• [INSTRUCTIONS TO FOLLOW] Rewrite the lines below as a numbered list, leaving out any blank lines.

• [MATERIAL]
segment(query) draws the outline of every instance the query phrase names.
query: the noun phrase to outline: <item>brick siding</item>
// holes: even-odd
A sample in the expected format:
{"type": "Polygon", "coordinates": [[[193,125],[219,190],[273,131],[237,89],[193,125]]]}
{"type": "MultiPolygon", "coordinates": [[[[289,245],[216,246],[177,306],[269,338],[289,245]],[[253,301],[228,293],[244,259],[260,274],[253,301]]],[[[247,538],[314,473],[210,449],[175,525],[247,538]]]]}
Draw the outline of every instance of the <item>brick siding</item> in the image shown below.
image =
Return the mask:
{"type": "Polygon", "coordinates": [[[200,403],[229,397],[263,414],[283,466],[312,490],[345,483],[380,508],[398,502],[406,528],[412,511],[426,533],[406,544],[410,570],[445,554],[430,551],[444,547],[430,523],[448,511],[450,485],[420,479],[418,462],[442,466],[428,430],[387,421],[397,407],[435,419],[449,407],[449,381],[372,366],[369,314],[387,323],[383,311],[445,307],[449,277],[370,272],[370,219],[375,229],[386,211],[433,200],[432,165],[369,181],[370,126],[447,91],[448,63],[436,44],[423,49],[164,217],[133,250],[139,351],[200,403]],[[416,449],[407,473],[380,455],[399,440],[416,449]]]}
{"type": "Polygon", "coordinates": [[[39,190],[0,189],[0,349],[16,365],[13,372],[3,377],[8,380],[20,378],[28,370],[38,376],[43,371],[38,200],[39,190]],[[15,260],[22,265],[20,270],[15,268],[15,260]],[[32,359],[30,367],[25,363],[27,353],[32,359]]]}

• [TASK SOLUTION]
1. segment(query) draws the outline of every instance the query phrase names.
2. query: the noun phrase to outline: <item>brick siding</item>
3. // holes: even-odd
4. A sample in the expected format:
5. {"type": "Polygon", "coordinates": [[[193,125],[219,190],[273,131],[237,89],[193,125]]]}
6. {"type": "MultiPolygon", "coordinates": [[[[289,245],[216,246],[177,306],[269,338],[289,245]],[[253,301],[228,293],[244,259],[260,274],[253,301]]],[[[247,538],[314,473],[210,449],[175,525],[247,538]]]]}
7. Draw the outline of every instance of the <item>brick siding</item> in the image shown below.
8. image =
9. Return the mask:
10. {"type": "Polygon", "coordinates": [[[200,403],[229,397],[263,414],[283,466],[312,490],[345,483],[380,508],[398,502],[406,528],[412,511],[426,533],[406,544],[410,570],[445,554],[430,551],[444,547],[430,523],[448,511],[450,485],[420,479],[418,462],[442,466],[428,430],[387,421],[397,407],[435,419],[449,407],[449,381],[372,366],[369,314],[387,323],[383,311],[445,307],[449,277],[370,272],[370,219],[375,229],[386,211],[433,200],[432,165],[369,181],[370,126],[447,91],[448,63],[436,44],[423,49],[164,217],[133,250],[139,351],[200,403]],[[416,449],[407,473],[380,455],[399,440],[416,449]]]}
11. {"type": "Polygon", "coordinates": [[[39,190],[0,189],[0,349],[16,365],[13,372],[3,377],[8,380],[20,378],[28,370],[38,376],[43,371],[38,200],[39,190]],[[15,260],[22,265],[20,270],[15,268],[15,260]],[[32,359],[30,367],[25,363],[27,353],[32,359]]]}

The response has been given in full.